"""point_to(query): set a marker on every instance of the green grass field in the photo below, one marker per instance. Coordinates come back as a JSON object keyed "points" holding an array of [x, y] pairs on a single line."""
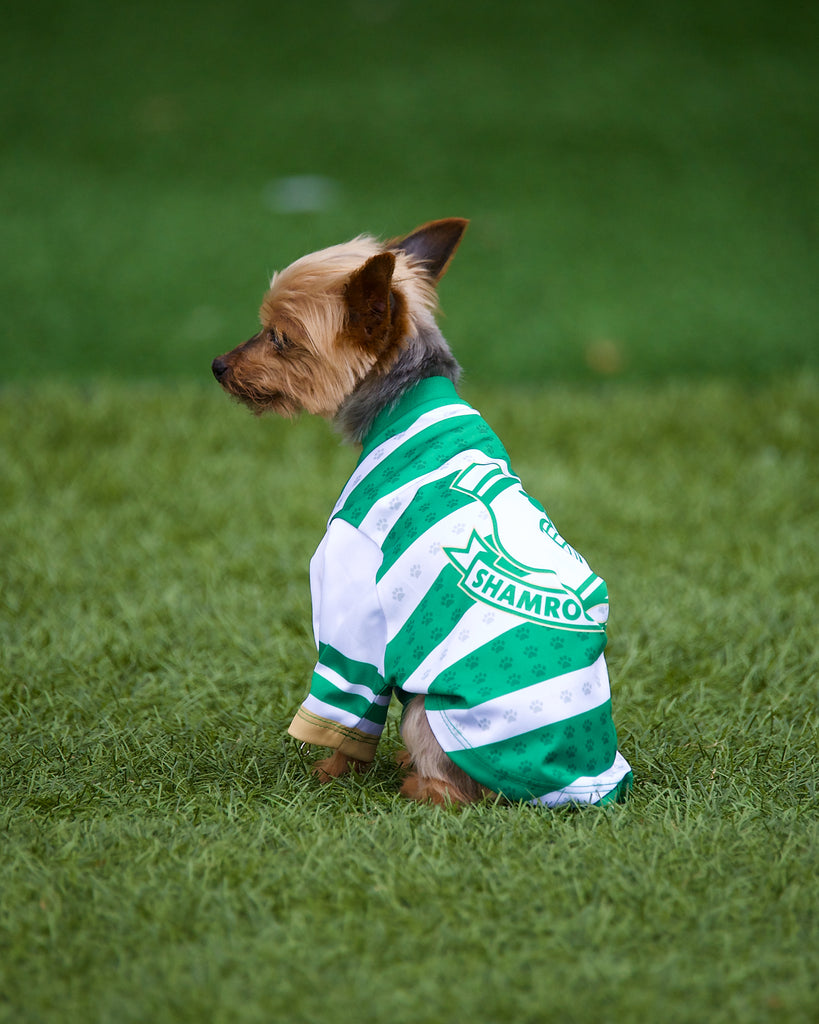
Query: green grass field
{"points": [[167, 856], [636, 307]]}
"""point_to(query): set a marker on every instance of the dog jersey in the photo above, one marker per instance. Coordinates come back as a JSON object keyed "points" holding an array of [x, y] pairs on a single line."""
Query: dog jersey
{"points": [[439, 576]]}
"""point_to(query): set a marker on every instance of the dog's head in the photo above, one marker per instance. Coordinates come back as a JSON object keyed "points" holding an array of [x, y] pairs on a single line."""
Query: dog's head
{"points": [[333, 316]]}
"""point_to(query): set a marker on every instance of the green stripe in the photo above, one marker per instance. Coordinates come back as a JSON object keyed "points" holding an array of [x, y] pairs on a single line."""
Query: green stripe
{"points": [[353, 704], [547, 759], [360, 673], [526, 654], [431, 504], [422, 454], [432, 392], [439, 611]]}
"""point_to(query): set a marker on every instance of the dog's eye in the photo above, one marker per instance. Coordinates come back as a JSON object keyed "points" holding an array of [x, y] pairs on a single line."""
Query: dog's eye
{"points": [[278, 339]]}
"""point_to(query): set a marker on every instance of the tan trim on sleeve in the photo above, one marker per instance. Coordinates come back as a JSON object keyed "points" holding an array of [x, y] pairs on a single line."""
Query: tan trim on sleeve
{"points": [[311, 728]]}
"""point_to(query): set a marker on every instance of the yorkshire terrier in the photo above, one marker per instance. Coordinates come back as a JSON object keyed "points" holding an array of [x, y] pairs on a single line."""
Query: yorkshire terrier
{"points": [[439, 580]]}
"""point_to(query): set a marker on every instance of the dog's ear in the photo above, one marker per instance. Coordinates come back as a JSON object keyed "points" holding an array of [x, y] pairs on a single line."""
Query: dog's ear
{"points": [[434, 244], [369, 302]]}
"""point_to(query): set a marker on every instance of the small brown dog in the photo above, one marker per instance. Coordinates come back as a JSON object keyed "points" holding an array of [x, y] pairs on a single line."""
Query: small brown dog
{"points": [[439, 580]]}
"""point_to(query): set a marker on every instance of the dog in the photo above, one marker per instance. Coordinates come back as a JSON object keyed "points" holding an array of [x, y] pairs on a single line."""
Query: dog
{"points": [[439, 580]]}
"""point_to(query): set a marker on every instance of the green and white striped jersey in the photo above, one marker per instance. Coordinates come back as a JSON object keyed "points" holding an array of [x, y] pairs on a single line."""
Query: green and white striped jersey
{"points": [[438, 574]]}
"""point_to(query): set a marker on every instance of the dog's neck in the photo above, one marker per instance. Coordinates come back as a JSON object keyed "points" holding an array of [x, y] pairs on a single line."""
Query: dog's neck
{"points": [[423, 354]]}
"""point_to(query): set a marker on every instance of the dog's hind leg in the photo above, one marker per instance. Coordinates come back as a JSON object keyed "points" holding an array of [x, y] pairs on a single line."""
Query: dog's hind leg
{"points": [[433, 776]]}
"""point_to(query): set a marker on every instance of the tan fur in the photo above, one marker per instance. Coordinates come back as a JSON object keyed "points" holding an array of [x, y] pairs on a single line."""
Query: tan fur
{"points": [[435, 777], [306, 303]]}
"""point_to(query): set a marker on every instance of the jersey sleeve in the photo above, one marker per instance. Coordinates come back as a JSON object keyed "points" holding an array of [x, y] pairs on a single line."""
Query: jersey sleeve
{"points": [[346, 708]]}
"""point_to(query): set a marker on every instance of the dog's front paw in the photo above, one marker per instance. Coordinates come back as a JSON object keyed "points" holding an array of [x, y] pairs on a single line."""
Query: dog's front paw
{"points": [[337, 764]]}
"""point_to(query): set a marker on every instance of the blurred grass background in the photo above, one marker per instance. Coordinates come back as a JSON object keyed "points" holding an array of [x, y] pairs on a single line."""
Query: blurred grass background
{"points": [[641, 177]]}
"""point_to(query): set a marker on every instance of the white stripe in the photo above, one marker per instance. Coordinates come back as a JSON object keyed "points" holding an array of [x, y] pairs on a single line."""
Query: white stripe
{"points": [[335, 714], [337, 680], [415, 571], [384, 451], [588, 788], [390, 507], [522, 711]]}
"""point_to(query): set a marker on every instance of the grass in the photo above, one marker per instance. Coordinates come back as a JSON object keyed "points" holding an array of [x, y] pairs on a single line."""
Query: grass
{"points": [[166, 854], [640, 177]]}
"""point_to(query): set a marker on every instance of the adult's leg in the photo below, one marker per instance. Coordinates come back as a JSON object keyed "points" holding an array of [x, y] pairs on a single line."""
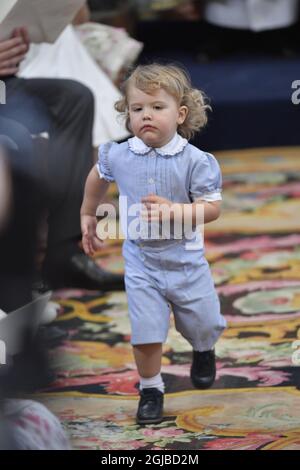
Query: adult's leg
{"points": [[70, 158], [18, 236]]}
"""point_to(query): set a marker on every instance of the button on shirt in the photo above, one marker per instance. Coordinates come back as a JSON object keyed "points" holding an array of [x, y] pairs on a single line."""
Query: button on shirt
{"points": [[177, 171]]}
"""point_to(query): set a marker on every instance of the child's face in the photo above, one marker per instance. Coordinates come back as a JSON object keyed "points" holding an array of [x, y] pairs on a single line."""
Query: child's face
{"points": [[154, 118]]}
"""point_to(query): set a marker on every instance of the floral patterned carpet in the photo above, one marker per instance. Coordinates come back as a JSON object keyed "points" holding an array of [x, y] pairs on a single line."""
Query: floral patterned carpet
{"points": [[254, 252]]}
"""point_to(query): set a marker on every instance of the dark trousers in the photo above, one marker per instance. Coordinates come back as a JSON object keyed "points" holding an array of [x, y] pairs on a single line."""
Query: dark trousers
{"points": [[65, 110]]}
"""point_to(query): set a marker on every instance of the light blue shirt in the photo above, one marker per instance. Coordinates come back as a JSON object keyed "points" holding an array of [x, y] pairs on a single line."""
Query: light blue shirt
{"points": [[177, 171]]}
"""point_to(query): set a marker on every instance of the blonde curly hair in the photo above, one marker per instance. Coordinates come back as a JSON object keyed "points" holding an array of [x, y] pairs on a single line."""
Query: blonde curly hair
{"points": [[175, 81]]}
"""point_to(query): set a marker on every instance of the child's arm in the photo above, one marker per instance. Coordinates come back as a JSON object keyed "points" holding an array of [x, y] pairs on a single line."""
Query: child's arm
{"points": [[211, 210], [95, 189]]}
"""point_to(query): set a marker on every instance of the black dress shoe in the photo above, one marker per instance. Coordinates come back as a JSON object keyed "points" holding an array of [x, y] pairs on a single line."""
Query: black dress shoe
{"points": [[203, 370], [150, 409], [81, 271]]}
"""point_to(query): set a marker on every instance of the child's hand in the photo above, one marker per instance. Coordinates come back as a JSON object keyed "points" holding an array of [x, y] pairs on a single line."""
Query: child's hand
{"points": [[160, 208], [90, 241]]}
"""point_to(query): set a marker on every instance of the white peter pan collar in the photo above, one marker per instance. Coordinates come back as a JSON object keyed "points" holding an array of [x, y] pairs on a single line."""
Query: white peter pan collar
{"points": [[176, 145]]}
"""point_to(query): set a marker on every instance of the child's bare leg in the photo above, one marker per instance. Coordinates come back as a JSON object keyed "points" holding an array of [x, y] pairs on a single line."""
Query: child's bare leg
{"points": [[148, 359]]}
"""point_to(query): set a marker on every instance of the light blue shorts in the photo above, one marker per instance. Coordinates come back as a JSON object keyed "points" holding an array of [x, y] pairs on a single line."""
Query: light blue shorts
{"points": [[164, 277]]}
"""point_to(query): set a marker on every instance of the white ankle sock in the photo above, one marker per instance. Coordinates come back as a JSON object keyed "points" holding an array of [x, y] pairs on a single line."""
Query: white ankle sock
{"points": [[152, 382]]}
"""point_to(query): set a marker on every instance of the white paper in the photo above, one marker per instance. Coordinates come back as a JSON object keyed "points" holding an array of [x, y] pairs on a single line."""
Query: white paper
{"points": [[44, 19]]}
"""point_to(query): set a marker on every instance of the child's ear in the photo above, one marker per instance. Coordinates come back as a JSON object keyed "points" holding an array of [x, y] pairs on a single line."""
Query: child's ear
{"points": [[182, 114]]}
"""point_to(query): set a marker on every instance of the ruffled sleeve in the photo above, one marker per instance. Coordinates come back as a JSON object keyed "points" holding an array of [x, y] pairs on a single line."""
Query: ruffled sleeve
{"points": [[103, 162], [206, 179]]}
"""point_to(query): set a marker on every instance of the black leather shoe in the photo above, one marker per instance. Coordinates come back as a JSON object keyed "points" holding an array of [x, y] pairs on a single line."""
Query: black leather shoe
{"points": [[81, 271], [203, 370], [150, 409]]}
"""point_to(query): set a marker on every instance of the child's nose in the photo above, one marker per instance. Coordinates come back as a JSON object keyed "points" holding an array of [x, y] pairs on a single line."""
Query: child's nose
{"points": [[147, 114]]}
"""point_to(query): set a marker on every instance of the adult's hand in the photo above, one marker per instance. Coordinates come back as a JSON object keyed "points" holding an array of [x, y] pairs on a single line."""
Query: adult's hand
{"points": [[13, 51]]}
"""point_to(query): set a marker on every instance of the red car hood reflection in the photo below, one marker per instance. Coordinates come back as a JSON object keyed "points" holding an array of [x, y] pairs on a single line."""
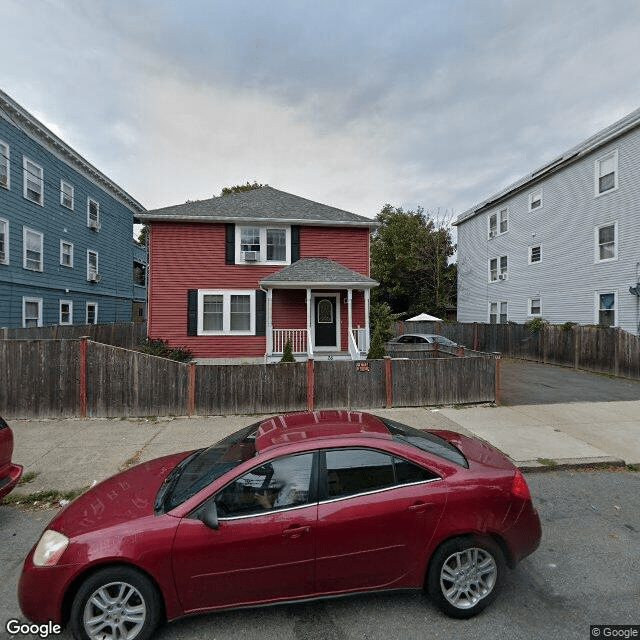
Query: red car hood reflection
{"points": [[121, 498]]}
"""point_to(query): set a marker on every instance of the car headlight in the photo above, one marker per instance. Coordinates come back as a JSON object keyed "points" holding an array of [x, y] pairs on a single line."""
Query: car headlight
{"points": [[49, 548]]}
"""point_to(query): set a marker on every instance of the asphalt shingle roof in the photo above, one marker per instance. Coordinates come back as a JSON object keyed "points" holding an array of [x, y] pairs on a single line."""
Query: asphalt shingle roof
{"points": [[314, 271], [263, 204]]}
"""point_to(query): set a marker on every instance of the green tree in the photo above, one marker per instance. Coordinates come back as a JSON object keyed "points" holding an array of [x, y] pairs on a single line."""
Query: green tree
{"points": [[410, 258]]}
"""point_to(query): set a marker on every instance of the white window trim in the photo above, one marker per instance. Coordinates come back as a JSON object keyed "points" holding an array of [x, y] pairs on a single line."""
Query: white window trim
{"points": [[4, 152], [64, 183], [597, 259], [63, 242], [6, 240], [615, 305], [40, 179], [24, 310], [25, 231], [532, 197], [95, 306], [70, 303], [531, 248], [226, 311], [263, 244], [596, 173], [530, 313], [89, 270]]}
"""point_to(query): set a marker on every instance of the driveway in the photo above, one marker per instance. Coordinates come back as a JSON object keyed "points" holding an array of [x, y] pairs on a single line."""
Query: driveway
{"points": [[523, 383]]}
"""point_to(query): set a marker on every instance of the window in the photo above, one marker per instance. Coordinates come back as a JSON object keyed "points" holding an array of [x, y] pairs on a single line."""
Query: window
{"points": [[606, 173], [33, 182], [607, 243], [283, 483], [606, 309], [498, 269], [92, 266], [535, 200], [226, 312], [66, 253], [4, 241], [263, 245], [93, 214], [4, 165], [66, 195], [92, 313], [31, 312], [66, 312], [32, 249], [535, 307], [535, 254]]}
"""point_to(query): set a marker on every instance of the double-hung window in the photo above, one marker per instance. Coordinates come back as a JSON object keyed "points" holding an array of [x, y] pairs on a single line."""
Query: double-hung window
{"points": [[263, 245], [32, 249], [606, 173], [33, 181], [4, 165], [607, 242], [4, 241], [226, 312]]}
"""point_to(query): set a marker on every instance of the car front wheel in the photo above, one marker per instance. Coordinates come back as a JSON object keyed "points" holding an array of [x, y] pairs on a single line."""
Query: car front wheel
{"points": [[115, 603], [465, 576]]}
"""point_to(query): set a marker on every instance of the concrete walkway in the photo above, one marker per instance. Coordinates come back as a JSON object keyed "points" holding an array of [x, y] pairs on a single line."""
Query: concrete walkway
{"points": [[72, 454]]}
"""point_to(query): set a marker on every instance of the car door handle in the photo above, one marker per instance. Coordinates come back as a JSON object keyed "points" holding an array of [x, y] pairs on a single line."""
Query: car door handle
{"points": [[295, 532]]}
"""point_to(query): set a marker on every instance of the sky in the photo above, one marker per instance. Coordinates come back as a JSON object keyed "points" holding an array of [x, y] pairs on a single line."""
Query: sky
{"points": [[355, 104]]}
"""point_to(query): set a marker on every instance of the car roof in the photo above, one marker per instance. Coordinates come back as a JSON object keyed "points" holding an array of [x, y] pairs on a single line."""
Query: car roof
{"points": [[317, 425]]}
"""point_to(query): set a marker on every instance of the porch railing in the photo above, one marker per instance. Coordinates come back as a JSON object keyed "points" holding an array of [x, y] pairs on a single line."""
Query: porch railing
{"points": [[298, 339]]}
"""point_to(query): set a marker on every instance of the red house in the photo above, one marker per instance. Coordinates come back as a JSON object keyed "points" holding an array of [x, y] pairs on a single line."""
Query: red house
{"points": [[233, 278]]}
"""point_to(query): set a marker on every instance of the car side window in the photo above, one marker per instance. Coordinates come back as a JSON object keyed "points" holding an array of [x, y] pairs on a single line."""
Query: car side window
{"points": [[352, 471], [279, 484]]}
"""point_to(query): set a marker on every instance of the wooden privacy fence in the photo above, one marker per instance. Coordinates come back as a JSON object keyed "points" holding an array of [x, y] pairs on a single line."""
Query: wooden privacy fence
{"points": [[80, 378], [592, 348]]}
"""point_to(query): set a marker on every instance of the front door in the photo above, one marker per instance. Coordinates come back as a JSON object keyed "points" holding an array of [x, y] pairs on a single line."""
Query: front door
{"points": [[325, 321]]}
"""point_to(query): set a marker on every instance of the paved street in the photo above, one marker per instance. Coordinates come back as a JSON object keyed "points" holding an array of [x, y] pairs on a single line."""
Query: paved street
{"points": [[586, 571]]}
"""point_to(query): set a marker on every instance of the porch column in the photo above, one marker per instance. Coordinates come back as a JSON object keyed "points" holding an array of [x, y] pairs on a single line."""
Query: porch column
{"points": [[269, 324]]}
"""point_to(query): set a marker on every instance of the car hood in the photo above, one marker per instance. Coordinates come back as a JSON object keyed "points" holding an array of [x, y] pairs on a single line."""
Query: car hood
{"points": [[127, 496]]}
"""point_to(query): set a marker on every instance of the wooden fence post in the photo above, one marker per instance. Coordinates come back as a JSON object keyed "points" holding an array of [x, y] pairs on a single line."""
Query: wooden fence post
{"points": [[82, 400], [191, 389], [310, 384], [388, 380]]}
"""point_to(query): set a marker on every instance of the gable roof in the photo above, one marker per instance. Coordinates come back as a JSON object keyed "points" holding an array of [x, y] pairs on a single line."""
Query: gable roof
{"points": [[317, 272], [591, 144], [265, 204]]}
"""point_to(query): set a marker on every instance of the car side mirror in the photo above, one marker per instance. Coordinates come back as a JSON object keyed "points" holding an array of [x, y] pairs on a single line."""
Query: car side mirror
{"points": [[208, 515]]}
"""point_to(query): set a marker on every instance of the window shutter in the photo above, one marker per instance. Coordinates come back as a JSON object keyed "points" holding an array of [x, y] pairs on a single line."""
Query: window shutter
{"points": [[295, 243], [230, 244], [261, 313], [192, 312]]}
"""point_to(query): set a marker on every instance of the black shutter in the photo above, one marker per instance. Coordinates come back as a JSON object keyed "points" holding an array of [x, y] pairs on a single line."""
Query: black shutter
{"points": [[261, 313], [192, 312], [230, 244], [295, 243]]}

****************

Objective: Extract, verbatim, the lines from the one containing "the window shutter" through the last line of the listing above.

The output:
"""point_to(query): set a marker on every instance of the window shutter in the photo above, one marker per instance. Coordinates come back as a JSON object keyed "points" holding an array of [x, y] pairs on a single line."""
Query: window shutter
{"points": [[295, 243], [230, 244], [261, 313], [192, 312]]}
"""point_to(query): set a marker on every instance of the black shutter in the photo above, one marker per instance. Coordinates come back as a JSON object keyed "points" holding an array of [x, y] pairs on a single line."""
Query: black shutter
{"points": [[261, 313], [192, 312], [230, 244], [295, 243]]}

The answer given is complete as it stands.